- [WORK ORDER 1]: From the abstract on artificial urinary sphincter surgery, copy out the passage from "Comparation between penoscrotal" to "of both approaches.".
- [WORK ORDER 2]: Extend the abstract comparing the two approaches to artificial urinary sphincter implantation, picking up right after its final sentence.

- [GIVEN TEXT]:

Comparation between penoscrotal approach with perineal approach for artificial sphincter implantation in male urinary incontinence
Ping-Chia Chiang, Ho-Hsiang Chang, Mu-Yao Tsai, Yuan-Chi Shen, Po-Hui Chiang
Department of Urology, Kaohsiung Chang Gung Memorial Hospital, Kaohsiung, Taiwan
Artificial urinary sphincter is the solution for urinary incontinence that caused by sphincter malfunction and incompetence. The traditional approach was made with two wounds, including a perineal incision for cuff placement, and a low abdominal incision for pump and pressure-regulating balloon. A modified approach was introduced by Wilson et al., in which a single penoscrotal incision was made for the cuff, pump, and balloon. The debate between both techniques has existed for decades. Therefore, the aim of this study is to compare the characteristics and long-term outcomes of both approaches.

[Spatial location data]
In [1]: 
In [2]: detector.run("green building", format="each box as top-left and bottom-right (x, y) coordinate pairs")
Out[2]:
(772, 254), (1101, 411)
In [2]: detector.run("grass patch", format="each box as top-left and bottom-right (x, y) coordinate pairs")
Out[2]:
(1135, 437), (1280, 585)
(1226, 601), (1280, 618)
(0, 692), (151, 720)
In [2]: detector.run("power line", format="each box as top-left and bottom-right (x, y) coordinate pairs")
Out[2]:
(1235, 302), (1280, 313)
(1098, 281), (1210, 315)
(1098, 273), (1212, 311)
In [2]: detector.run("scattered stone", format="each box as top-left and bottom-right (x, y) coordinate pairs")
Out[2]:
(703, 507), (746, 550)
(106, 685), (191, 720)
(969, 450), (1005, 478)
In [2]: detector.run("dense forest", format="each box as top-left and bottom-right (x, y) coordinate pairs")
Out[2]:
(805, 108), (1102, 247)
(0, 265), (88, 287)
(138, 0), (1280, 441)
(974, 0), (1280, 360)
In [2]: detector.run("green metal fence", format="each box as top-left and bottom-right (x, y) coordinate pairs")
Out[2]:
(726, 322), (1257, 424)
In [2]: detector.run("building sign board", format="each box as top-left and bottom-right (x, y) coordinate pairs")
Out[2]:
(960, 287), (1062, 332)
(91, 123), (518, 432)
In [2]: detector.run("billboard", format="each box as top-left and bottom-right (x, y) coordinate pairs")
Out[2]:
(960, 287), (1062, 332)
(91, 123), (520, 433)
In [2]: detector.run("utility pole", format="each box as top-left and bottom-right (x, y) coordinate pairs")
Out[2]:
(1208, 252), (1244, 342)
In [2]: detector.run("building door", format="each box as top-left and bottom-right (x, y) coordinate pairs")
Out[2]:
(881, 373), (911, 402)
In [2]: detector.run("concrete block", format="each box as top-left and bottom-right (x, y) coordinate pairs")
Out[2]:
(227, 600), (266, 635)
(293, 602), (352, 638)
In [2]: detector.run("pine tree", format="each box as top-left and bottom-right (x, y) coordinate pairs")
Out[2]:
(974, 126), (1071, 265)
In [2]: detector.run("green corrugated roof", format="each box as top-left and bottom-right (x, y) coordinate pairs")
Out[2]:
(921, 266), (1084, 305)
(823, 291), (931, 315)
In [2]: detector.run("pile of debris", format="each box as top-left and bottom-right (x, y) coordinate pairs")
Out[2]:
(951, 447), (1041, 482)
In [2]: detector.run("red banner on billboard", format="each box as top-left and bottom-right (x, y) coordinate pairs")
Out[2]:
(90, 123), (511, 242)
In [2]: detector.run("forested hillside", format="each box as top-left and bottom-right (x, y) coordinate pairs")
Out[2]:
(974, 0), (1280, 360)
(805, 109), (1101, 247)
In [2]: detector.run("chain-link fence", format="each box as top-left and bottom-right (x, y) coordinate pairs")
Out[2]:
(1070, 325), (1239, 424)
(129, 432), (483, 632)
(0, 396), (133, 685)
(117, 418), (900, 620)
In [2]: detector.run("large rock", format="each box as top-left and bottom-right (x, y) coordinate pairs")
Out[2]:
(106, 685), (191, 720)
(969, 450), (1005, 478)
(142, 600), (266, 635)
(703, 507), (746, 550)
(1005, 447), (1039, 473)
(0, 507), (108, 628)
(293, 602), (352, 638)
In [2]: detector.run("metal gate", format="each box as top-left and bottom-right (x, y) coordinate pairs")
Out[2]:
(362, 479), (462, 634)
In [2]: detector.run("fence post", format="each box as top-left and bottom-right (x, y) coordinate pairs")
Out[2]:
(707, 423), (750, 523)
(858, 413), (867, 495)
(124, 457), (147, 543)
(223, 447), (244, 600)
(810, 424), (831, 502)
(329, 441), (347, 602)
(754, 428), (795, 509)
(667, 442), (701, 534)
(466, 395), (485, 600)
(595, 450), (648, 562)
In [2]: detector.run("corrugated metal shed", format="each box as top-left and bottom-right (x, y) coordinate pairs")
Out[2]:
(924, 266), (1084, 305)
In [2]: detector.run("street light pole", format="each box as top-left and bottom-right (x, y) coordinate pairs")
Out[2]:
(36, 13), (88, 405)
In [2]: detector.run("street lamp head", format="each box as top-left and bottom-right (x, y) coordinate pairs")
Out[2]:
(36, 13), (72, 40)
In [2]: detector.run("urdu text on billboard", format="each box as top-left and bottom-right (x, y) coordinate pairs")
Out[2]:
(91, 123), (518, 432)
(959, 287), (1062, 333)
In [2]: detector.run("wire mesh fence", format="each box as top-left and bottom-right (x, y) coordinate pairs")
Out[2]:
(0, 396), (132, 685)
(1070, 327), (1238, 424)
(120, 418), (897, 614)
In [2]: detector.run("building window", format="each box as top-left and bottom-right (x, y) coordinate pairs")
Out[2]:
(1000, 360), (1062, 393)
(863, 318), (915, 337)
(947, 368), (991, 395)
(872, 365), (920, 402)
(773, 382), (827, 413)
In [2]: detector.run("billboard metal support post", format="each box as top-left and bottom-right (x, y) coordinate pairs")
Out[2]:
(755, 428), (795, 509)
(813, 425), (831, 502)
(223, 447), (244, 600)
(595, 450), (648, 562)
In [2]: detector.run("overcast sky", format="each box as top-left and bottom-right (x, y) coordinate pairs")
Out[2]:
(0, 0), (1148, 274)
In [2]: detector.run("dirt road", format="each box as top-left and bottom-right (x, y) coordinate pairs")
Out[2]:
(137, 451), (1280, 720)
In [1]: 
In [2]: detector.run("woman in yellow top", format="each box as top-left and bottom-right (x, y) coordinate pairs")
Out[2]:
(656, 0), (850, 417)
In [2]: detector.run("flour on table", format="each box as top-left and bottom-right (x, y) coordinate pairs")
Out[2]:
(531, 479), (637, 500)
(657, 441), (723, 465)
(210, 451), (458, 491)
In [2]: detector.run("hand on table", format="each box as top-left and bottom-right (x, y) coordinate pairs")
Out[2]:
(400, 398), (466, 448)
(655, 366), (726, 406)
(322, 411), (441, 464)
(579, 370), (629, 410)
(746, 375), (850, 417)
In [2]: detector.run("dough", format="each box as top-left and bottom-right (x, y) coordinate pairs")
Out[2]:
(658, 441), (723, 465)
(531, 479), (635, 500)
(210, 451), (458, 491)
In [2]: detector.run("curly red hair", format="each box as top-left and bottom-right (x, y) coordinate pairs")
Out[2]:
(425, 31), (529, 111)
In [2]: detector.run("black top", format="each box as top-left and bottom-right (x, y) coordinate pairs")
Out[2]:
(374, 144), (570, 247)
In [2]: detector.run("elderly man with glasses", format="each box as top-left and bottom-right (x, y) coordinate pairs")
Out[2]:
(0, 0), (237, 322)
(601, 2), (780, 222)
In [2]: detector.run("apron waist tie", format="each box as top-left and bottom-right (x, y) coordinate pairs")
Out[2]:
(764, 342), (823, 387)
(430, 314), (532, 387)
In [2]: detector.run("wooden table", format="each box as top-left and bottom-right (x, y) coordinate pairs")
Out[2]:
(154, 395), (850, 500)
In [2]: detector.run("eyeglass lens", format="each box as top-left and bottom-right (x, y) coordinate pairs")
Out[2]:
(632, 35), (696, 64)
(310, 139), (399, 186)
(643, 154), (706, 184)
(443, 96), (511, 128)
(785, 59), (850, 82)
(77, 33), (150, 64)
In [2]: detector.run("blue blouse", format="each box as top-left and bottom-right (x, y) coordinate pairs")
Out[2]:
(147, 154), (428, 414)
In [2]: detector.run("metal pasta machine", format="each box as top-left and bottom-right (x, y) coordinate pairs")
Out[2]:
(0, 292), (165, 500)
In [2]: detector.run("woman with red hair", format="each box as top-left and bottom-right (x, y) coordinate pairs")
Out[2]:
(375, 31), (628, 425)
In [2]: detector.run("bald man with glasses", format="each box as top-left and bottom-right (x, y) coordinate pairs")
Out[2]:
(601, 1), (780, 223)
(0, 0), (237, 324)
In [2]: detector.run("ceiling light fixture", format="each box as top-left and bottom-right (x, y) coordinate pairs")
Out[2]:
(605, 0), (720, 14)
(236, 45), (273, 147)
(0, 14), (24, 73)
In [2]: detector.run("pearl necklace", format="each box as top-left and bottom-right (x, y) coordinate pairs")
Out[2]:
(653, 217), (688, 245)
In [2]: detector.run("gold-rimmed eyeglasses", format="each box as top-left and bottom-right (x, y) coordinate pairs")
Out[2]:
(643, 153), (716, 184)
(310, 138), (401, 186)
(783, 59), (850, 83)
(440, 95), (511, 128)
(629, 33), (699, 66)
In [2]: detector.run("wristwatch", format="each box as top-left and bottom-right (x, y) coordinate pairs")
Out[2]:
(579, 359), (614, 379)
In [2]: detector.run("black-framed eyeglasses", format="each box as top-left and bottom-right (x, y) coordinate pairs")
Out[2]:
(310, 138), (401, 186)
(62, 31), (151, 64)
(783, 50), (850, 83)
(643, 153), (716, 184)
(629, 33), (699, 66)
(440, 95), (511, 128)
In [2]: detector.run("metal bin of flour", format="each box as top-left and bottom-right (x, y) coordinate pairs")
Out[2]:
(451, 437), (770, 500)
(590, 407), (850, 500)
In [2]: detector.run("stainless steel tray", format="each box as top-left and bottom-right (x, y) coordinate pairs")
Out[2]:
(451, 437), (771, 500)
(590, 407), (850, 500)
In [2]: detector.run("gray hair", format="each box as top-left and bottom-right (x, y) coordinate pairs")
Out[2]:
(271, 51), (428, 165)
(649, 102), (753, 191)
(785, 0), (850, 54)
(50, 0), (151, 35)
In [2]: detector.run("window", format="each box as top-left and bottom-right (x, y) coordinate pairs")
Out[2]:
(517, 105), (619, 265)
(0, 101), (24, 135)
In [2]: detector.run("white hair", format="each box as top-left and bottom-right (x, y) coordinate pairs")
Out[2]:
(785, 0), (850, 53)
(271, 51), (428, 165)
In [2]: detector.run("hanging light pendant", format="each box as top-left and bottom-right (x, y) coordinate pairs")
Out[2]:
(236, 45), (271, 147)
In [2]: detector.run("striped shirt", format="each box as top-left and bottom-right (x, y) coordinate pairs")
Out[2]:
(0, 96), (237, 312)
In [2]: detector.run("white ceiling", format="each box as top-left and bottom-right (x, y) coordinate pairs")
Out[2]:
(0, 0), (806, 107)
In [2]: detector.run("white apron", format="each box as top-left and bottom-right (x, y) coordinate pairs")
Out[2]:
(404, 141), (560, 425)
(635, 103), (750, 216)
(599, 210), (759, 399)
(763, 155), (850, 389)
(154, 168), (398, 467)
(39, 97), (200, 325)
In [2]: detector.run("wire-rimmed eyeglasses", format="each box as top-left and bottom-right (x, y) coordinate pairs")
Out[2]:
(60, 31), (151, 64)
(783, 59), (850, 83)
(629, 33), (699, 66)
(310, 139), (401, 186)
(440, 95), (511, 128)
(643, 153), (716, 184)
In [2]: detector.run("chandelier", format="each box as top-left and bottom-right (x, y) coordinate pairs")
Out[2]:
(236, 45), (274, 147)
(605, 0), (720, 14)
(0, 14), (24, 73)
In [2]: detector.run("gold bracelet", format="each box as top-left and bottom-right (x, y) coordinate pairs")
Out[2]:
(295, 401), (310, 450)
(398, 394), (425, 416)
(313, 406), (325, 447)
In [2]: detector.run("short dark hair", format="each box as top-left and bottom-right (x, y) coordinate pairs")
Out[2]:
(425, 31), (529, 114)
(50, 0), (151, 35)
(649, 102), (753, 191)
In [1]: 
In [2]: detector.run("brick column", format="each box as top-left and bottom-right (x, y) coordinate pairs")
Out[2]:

- [EXPECTED OUTPUT 1]:
Comparation between penoscrotal approach with perineal approach for artificial sphincter implantation in male urinary incontinence
Ping-Chia Chiang, Ho-Hsiang Chang, Mu-Yao Tsai, Yuan-Chi Shen, Po-Hui Chiang
Department of Urology, Kaohsiung Chang Gung Memorial Hospital, Kaohsiung, Taiwan
Artificial urinary sphincter is the solution for urinary incontinence that caused by sphincter malfunction and incompetence. The traditional approach was made with two wounds, including a perineal incision for cuff placement, and a low abdominal incision for pump and pressure-regulating balloon. A modified approach was introduced by Wilson et al., in which a single penoscrotal incision was made for the cuff, pump, and balloon. The debate between both techniques has existed for decades. Therefore, the aim of this study is to compare the characteristics and long-term outcomes of both approaches.

- [EXPECTED OUTPUT 2]:
Materials and Methods:
We retrogradely reviewed medical charts of total 34 male patients (49 procedures) of artificial urinary sphincter implantation by a single surgeon from February 2015 to July 2020 in a single institute. They were divided into two groups: the penoscrotal group (24 patients, 35 procedures), and the perineal group (10 patients, 14 procedures) as comparison. All the implanted device was AMS800 and were carried out in standard steps. Those with incomplete data and lost follow-up were excluded. Median follow-up duration, age, etiology of incontinence, cuff size, hospital stay, and operation time were collected as parameter for analysis. The surgical outcomes were complete dry, infection, erosion, tandem cuff required, and revision.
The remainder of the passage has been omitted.